(Exercise description)
Would you please retype, exactly, the lines of the listing below between the line with "Query: domed cupola" and the line with "of the tree", inclusive?

START The data

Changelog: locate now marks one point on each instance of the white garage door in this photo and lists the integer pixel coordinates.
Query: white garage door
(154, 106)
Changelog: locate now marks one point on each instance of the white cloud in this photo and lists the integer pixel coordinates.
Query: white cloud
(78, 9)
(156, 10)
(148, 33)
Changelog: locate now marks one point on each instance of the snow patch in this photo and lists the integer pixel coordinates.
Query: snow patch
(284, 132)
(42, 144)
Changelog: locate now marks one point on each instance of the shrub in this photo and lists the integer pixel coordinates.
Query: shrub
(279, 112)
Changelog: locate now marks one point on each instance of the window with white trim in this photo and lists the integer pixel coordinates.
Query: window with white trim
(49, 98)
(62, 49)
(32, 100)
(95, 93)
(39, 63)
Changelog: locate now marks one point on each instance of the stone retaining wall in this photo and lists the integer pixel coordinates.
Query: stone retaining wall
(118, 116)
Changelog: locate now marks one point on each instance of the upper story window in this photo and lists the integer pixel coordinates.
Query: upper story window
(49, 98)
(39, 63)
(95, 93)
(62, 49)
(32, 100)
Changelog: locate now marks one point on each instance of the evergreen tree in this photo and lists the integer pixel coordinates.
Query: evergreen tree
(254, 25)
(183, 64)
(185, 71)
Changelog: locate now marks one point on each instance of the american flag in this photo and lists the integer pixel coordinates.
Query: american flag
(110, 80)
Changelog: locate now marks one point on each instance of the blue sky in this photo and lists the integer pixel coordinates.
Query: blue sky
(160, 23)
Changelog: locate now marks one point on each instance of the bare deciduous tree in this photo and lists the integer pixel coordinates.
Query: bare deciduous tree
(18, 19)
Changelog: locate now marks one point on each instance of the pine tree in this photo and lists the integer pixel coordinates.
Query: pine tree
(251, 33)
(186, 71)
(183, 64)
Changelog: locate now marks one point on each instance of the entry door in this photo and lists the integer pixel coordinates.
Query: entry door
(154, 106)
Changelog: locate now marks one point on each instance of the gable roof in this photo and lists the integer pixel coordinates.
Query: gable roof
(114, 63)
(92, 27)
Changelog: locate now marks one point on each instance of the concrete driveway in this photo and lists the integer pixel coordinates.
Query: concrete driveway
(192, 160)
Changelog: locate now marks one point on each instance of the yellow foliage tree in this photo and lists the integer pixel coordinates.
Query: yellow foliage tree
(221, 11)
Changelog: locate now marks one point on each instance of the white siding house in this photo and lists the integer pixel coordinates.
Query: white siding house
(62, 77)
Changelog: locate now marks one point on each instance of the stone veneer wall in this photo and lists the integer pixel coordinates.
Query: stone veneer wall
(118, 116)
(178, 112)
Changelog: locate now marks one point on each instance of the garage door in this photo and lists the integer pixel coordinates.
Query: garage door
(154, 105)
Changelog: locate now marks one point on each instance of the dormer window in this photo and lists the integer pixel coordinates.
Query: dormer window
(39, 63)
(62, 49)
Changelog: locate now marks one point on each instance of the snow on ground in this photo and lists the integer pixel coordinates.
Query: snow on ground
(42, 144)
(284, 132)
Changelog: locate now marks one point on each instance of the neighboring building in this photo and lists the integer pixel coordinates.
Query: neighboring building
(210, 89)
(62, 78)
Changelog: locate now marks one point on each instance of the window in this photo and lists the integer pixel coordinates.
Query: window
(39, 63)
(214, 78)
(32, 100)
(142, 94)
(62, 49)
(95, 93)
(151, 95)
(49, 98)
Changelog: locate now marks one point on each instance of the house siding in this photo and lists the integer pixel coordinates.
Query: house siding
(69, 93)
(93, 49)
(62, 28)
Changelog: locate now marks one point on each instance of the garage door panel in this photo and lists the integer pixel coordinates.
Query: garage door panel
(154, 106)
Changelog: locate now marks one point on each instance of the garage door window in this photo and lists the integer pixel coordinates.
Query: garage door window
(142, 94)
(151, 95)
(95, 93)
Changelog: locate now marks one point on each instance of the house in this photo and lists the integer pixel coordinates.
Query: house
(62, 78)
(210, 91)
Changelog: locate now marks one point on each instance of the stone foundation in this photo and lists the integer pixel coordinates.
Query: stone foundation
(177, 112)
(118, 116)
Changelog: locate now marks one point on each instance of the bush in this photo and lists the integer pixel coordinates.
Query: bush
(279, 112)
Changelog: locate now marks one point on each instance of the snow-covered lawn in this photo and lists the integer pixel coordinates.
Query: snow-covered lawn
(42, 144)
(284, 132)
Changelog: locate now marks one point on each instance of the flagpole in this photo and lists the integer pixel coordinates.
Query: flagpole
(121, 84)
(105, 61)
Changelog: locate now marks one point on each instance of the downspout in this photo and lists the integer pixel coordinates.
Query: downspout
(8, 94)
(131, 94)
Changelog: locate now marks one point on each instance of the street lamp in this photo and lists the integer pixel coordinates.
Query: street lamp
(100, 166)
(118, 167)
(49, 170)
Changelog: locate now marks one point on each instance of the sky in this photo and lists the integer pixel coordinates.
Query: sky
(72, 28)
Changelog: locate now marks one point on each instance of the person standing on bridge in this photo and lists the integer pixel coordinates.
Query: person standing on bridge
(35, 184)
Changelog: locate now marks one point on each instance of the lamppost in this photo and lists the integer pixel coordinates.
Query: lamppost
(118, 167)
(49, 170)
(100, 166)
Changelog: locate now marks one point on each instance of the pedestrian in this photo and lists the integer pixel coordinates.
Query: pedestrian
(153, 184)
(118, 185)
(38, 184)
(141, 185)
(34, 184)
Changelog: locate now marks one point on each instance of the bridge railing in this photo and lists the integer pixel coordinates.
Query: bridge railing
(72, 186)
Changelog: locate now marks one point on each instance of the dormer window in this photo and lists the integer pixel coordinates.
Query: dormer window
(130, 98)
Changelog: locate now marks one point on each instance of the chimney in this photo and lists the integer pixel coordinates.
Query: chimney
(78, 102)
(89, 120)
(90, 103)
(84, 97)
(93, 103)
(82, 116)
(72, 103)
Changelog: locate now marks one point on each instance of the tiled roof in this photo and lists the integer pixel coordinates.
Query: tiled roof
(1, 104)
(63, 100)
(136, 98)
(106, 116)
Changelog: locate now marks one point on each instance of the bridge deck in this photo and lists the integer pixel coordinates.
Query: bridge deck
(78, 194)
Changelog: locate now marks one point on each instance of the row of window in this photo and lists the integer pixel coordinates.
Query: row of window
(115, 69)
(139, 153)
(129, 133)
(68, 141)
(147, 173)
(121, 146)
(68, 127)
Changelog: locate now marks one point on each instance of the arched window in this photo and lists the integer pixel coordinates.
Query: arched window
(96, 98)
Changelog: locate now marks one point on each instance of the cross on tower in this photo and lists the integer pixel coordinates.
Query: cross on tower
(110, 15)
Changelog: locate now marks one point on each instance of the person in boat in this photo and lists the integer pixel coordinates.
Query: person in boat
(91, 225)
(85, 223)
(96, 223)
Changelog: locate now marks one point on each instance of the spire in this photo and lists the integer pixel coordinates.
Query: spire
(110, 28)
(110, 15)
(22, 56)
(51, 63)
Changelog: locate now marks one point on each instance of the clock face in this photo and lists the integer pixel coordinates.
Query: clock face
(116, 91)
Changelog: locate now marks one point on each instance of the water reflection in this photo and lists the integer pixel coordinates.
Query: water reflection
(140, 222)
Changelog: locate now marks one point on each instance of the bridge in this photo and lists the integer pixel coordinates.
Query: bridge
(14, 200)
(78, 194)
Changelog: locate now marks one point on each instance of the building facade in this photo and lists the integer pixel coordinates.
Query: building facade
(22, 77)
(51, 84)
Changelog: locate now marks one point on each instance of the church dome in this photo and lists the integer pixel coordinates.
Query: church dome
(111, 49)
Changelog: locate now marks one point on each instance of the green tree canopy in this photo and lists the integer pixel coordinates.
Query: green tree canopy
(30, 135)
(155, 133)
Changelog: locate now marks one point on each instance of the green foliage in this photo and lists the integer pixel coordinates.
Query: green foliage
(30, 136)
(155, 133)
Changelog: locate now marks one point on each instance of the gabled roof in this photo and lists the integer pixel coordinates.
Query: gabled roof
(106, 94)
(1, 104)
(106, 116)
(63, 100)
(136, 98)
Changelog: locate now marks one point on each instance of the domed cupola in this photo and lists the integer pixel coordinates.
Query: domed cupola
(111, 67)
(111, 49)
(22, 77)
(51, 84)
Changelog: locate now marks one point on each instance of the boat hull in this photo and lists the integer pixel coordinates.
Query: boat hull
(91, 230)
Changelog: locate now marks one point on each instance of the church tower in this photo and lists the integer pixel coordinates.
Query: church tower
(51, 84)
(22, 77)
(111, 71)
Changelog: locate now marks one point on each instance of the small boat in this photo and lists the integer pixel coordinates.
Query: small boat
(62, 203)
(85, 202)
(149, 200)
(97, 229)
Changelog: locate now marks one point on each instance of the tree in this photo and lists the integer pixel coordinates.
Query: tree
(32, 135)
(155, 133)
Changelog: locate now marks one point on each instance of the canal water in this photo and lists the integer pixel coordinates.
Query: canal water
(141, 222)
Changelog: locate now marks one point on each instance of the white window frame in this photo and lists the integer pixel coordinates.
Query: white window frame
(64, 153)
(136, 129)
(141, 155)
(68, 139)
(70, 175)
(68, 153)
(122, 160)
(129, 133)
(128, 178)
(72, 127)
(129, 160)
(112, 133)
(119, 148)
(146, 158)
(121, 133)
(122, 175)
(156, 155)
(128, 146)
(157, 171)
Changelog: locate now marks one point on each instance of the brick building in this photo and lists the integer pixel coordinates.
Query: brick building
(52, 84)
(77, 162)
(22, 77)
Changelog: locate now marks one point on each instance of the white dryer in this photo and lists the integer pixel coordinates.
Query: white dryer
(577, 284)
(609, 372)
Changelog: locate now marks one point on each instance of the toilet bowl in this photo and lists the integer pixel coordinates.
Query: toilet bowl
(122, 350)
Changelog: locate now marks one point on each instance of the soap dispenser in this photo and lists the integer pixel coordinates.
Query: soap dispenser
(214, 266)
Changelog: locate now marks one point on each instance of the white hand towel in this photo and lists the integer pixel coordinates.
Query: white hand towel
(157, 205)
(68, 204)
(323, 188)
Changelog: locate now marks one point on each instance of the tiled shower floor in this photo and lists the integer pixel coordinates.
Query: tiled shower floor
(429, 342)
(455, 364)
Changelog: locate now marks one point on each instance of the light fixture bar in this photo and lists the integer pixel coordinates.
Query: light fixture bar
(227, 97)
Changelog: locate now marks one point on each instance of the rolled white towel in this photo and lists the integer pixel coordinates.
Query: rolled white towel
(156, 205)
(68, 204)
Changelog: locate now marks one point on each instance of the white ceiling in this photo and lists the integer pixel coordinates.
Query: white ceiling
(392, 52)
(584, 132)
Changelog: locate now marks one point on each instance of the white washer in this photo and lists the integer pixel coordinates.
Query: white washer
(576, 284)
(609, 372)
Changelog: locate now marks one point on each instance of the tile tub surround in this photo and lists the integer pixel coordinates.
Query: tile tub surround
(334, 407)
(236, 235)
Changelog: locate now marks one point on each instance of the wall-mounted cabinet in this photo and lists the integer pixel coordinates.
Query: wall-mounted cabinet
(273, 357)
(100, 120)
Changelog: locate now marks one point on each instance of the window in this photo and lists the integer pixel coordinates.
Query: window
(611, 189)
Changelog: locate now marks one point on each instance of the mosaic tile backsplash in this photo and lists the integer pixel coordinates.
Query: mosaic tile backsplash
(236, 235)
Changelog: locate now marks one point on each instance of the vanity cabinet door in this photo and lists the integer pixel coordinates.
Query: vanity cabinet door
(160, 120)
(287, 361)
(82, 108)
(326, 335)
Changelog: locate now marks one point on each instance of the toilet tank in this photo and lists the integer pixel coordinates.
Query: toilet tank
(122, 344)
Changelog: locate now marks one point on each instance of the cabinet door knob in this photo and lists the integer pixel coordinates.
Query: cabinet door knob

END The data

(Answer for the task)
Query: domed cupola
(111, 67)
(111, 49)
(22, 77)
(51, 84)
Changelog: locate now marks one point on each instance of the boat hull in this photo and lists the integer pixel coordinates.
Query: boat hull
(91, 230)
Changelog: locate now marks one point on each instance of the church tower in this photo and lists the integer pixel coordinates.
Query: church tower
(51, 84)
(22, 77)
(111, 71)
Changelog: locate now marks one point on each instance of the small boat in this photo and lists the integer pixel coordinates.
Query: small boat
(62, 203)
(85, 202)
(149, 200)
(97, 229)
Changelog: locate now marks one point on each instance of the tree in this photo and lists the integer pixel coordinates.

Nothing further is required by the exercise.